▶ Coordinate annotation records
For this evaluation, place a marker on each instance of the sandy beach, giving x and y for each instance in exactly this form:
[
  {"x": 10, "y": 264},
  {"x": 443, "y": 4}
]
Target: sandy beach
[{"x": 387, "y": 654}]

▶ Instructions to follow
Put each line of the listing above into a numbered list, and skip any blank lines.

▶ Output for this task
1. For this evaluation, place a marker on each instance of the sandy beach, giving x and y for each instance in exactly this form:
2. [
3.   {"x": 10, "y": 264},
4.   {"x": 443, "y": 4}
5. ]
6. Target: sandy beach
7. [{"x": 387, "y": 654}]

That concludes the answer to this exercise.